Output only the lines from the start of the entries through the line holding "Target — silver pen body". Each line must match the original exactly.

━━━ DATA TO EXAMINE

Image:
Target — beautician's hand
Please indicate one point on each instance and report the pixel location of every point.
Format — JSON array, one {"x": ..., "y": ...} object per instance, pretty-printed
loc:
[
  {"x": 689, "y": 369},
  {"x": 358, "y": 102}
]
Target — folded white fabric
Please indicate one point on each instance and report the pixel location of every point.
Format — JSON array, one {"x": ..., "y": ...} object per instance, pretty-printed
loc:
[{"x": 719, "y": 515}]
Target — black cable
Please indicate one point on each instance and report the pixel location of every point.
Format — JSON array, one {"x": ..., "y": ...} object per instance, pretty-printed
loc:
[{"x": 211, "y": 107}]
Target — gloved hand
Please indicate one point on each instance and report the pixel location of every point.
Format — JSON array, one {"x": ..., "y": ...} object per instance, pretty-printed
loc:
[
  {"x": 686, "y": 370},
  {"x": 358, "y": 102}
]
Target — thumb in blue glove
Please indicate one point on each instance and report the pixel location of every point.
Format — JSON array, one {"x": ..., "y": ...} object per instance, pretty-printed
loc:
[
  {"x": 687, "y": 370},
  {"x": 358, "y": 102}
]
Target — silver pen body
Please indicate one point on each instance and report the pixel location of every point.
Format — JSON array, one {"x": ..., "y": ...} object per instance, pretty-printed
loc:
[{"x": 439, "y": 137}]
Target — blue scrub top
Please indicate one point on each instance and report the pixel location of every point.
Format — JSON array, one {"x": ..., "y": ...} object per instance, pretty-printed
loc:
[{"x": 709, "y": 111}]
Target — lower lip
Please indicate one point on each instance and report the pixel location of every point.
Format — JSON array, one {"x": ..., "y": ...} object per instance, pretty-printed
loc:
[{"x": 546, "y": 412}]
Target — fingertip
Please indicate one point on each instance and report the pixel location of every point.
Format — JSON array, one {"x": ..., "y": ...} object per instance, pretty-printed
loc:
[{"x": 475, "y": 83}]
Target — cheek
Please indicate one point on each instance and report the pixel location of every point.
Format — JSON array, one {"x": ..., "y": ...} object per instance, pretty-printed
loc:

━━━━━━

» **ANSWER SECTION**
Image:
Target — beautician's hand
Please indicate one point on each instance and report the pixel location of every point.
Format — JSON array, one {"x": ..., "y": ...} object per instance, pretty-printed
loc:
[
  {"x": 689, "y": 369},
  {"x": 358, "y": 102}
]
Target — folded white fabric
Please indicate one point on each instance and report the pixel location of every point.
Format — JSON array, one {"x": ..., "y": ...} object per instance, pretty-printed
loc:
[{"x": 719, "y": 515}]
Target — black cable
Please indicate one point on each instance and report the pixel location of every point.
Format — JSON array, one {"x": ..., "y": ...} object per instance, pretty-printed
loc:
[{"x": 211, "y": 107}]
Target — gloved hand
Please indicate one point on each instance and report the pixel location of every point.
Format — JSON array, one {"x": ..., "y": ...} object per instance, pretty-printed
loc:
[
  {"x": 686, "y": 370},
  {"x": 358, "y": 102}
]
Target — thumb in blue glove
Please indicate one point on each instance and report the pixel location of every point.
Format — JSON array, one {"x": ..., "y": ...} object per instance, pretty-printed
loc:
[
  {"x": 687, "y": 370},
  {"x": 358, "y": 102}
]
Target — silver pen body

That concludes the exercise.